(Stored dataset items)
________________________
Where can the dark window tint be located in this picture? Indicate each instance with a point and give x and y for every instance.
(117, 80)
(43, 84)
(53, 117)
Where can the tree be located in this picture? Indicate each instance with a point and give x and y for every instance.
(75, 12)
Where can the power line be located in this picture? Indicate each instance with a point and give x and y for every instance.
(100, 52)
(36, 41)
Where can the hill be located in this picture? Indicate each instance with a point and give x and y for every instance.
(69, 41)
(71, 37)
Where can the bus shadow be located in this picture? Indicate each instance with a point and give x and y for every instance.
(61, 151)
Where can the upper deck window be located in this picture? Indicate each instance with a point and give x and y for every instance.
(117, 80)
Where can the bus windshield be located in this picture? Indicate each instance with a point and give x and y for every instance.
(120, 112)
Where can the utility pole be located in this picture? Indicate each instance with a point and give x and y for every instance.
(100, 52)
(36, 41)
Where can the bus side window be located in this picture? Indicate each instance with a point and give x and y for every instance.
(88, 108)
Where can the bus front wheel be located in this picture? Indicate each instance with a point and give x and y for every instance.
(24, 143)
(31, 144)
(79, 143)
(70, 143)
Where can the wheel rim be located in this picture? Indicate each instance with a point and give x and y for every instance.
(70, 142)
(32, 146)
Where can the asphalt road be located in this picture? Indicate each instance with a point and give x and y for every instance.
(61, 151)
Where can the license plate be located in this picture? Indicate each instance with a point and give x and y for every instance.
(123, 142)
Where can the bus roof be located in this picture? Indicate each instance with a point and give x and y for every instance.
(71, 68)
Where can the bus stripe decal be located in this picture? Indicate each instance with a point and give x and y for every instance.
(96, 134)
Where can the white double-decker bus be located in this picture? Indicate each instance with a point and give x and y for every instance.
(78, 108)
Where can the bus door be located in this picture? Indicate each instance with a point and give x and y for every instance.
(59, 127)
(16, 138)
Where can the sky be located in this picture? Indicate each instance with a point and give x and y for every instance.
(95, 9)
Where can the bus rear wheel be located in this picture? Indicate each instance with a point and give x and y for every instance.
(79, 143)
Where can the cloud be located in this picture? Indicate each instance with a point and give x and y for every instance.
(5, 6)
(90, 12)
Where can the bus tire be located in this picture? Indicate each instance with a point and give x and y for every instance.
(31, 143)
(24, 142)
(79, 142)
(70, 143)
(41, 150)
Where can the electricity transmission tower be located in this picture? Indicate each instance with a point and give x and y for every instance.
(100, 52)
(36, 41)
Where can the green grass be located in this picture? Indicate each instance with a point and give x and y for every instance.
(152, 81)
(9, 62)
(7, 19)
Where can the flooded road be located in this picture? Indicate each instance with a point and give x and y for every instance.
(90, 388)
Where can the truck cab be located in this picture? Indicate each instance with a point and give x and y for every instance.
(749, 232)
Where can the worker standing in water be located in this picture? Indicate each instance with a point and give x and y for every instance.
________________________
:: Task objective ::
Reproduce word for word the lines running from the one that contains "Where can the cloud" through the end of the records, including both ends.

:: Answer ::
Where can the cloud be located in this picture? Indicate each instance with a point and give x and y for every instance.
(5, 6)
(90, 12)
Where can the bus tire be located in this picture? Indicate each instance with a point and give x and y for every instance.
(31, 143)
(24, 142)
(79, 142)
(70, 143)
(41, 150)
Where can the electricity transmission tower be located in this picture? Indicate each instance with a point and give x and y for every instance.
(100, 52)
(36, 41)
Where can the green grass be located in this picture? Indicate each instance with a point and give x and y for every instance.
(152, 81)
(9, 62)
(7, 19)
Where can the flooded road be located in this picture? Indicate each instance with a point and give x and y for every instance.
(90, 388)
Where can the truck cab be located in this picture? Indicate each instance with a point and give x and y for every instance.
(749, 232)
Where can the worker standing in water be located in this picture? Indicate each instance with a point and give x and y for every instance.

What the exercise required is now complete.